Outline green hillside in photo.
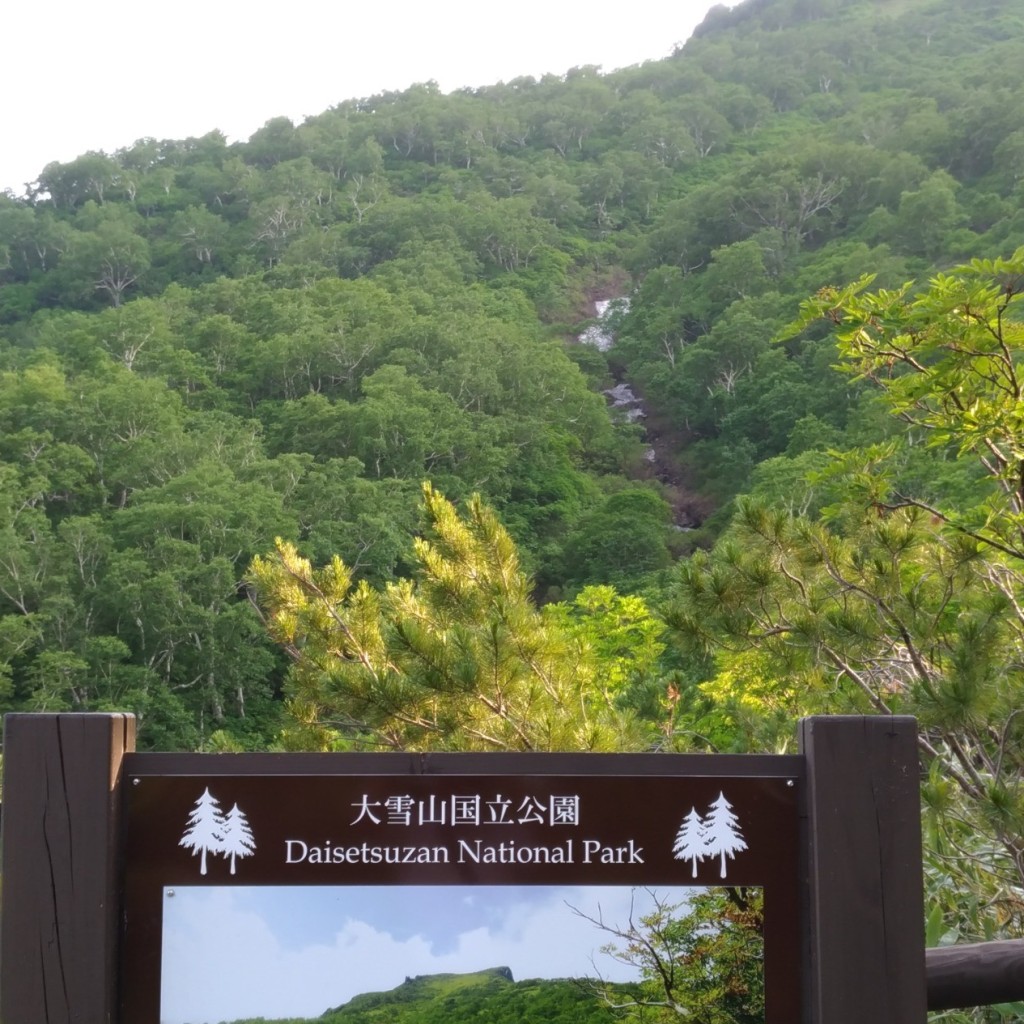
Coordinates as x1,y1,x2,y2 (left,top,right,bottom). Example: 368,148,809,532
220,967,628,1024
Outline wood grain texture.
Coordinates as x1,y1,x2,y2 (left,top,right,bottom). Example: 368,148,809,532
800,716,926,1024
925,939,1024,1010
0,715,135,1024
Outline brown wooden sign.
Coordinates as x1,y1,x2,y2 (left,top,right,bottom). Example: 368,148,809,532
123,755,802,1024
0,715,926,1024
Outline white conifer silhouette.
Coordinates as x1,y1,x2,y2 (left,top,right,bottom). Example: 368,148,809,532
220,804,256,874
703,793,746,879
672,807,708,879
178,786,224,874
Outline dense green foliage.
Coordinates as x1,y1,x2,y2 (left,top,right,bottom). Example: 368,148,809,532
0,0,1024,1003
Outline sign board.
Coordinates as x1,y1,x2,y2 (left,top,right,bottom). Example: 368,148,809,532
0,714,927,1024
122,755,802,1024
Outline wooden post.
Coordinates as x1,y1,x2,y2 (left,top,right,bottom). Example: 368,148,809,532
0,714,135,1024
800,716,927,1024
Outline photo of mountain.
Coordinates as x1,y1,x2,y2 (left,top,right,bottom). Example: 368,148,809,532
161,886,764,1024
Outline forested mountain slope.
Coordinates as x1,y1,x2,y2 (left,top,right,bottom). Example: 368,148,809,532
0,0,1024,761
221,968,627,1024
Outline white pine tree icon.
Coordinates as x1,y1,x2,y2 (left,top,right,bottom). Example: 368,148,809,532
703,793,746,879
178,786,224,874
221,804,256,874
672,807,708,879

★ ★ ★

:: REQUIRED TASK ::
Copy out all of the rows above with "wooden" replaced by "timber" wherever it occurs and everything else left as is. Omit the pictures from your copy.

:: RESPONSE ::
Outline green hillside in photo.
Coordinates as x1,y1,x2,y2 (left,top,right,bottom). Example: 368,148,809,532
220,967,628,1024
Outline wood grain texture.
Coordinates as x1,y1,x2,y2 (left,top,right,bottom). Example: 368,148,809,532
800,716,926,1024
925,939,1024,1010
0,715,135,1024
Outline brown timber sign.
Coordinates as x1,y1,x2,y2 (left,top,right,bottom). Example: 368,148,809,532
123,755,802,1024
0,715,926,1024
Outline white conifer silhouette.
Coordinates as x1,y1,x2,y2 (left,top,right,bottom). Example: 368,148,809,532
220,804,256,874
703,793,746,879
672,807,708,879
178,786,224,874
Outline dense green foliage.
Coordinates as x1,y1,x2,y2 (left,top,right,bottom). Example: 368,148,809,532
0,0,1024,1003
Outline sign board.
Coordinates as x1,y1,x2,y2 (left,top,right,bottom). Example: 368,148,809,532
0,714,927,1024
122,755,802,1024
Outline timber post.
Coordinates as x1,y1,x2,y2 (left,top,right,bottom). Example: 368,148,809,532
0,714,135,1024
800,716,927,1024
Outline photo of mountain.
Coordinates as x1,y1,x2,y2 (left,top,right,bottom). Example: 368,148,809,532
161,886,764,1024
Outline forested mountain slope.
Coordinates as x1,y1,x2,y2 (left,top,right,bottom). Example: 368,148,809,532
0,0,1024,761
221,968,627,1024
Outline white pine tree icon.
Coordinates as x1,y1,x2,y2 (left,top,right,bottom). Example: 368,148,809,532
703,793,746,879
178,786,224,874
221,804,256,874
672,807,708,879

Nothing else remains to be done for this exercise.